STATED TASK: In your copy, leave out the pictures; write out all the data exactly.

* Begin RECORDS FOR PROCESSING *

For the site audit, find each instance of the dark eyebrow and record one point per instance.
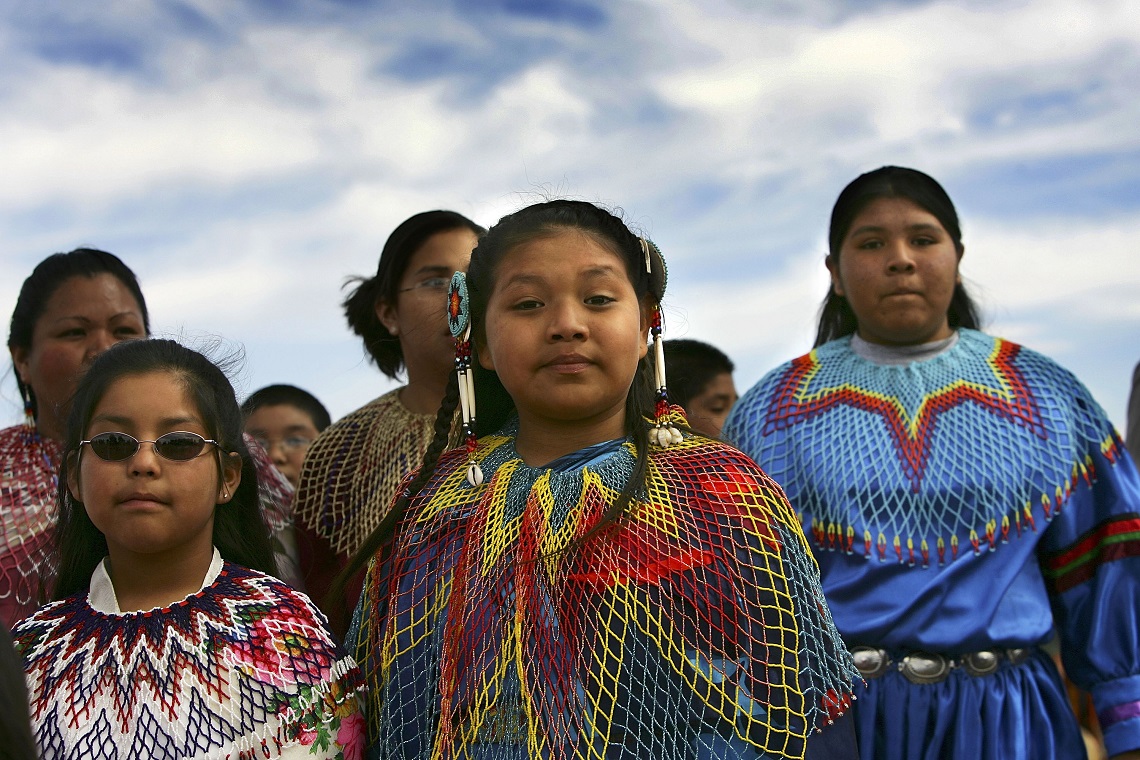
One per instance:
(433, 269)
(911, 228)
(593, 272)
(165, 422)
(83, 319)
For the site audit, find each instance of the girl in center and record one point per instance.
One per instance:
(168, 638)
(587, 578)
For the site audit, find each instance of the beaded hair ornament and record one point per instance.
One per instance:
(458, 321)
(664, 433)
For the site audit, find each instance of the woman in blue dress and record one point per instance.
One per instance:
(965, 497)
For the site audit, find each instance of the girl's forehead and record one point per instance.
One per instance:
(564, 248)
(153, 394)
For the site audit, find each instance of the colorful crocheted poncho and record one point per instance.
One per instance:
(975, 500)
(691, 627)
(242, 669)
(27, 515)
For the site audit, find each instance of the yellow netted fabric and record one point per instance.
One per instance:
(691, 627)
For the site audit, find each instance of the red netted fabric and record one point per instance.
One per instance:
(693, 626)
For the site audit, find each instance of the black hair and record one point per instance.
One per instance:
(290, 395)
(239, 531)
(837, 318)
(360, 304)
(495, 406)
(48, 276)
(691, 366)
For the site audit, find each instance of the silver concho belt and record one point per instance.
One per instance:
(930, 668)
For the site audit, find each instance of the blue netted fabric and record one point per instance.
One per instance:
(243, 669)
(693, 627)
(969, 501)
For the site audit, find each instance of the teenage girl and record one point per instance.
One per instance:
(966, 497)
(168, 638)
(583, 581)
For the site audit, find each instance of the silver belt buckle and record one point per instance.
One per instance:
(870, 662)
(982, 663)
(926, 668)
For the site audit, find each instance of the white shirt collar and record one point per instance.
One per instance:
(102, 594)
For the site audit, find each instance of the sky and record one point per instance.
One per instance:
(246, 158)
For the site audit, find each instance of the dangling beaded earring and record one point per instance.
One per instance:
(458, 321)
(664, 433)
(29, 414)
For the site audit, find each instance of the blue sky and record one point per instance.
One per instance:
(245, 158)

* End RECORDS FOR PROCESSING *

EXERCISE ANSWER:
For the site audit, find each instance of the dark eyebrow and record one point per instance.
One per instance:
(433, 269)
(911, 228)
(593, 272)
(165, 422)
(83, 319)
For the site audit, find each instance of the girl in center and record one point per instance.
One per instance:
(168, 638)
(587, 578)
For the site audit, find each instance of the beaded hair ornament and record one point per instance.
One per instance:
(458, 321)
(664, 433)
For the site audit, find each instance of the woman in blue dress and record one point per instance.
One per instance:
(965, 497)
For the site audit, find each instance of the girl's forehead and record one point per instance.
One per instance:
(564, 248)
(153, 394)
For the site audit, find each instance of the colorful crocheted poncho and record one point per instance.
One per instance:
(975, 500)
(691, 627)
(242, 669)
(27, 515)
For the site audit, find each instance of the yellow netted fabric and record one point per instance.
One per instance:
(691, 627)
For the site audit, find each instance of the red netted fabric and record one point per instance.
One per instance:
(693, 626)
For the site audit, find each instance of the black hair and record one point per instance.
One per instance:
(290, 395)
(239, 531)
(837, 318)
(360, 304)
(495, 406)
(48, 276)
(691, 366)
For the site audit, find each instance of the silver concho belt and record one point per instance.
One per instance:
(930, 668)
For the site audit, find each instance of the blue netted fabric and record one point per instance.
One per instance:
(243, 669)
(693, 627)
(969, 501)
For the site audit, find each instance of the teenage girl and record one point per instance.
One per instance:
(966, 497)
(168, 638)
(583, 581)
For the site audit, find each instance of the silver belt buckle and record one point per instance.
One per instance:
(870, 662)
(982, 663)
(926, 668)
For the site audit, find each instance of the white shirt collar and record one point per instance.
One per instance:
(102, 594)
For the site audit, find each instance of the sky and record one point per instance.
One per instance:
(246, 158)
For the site audit, find each instance of the dangling beaded earring and record one point per instance.
One per instance:
(458, 321)
(664, 433)
(29, 414)
For the site audit, find each instance of the blue sky and record one point per instance.
One per instance:
(245, 158)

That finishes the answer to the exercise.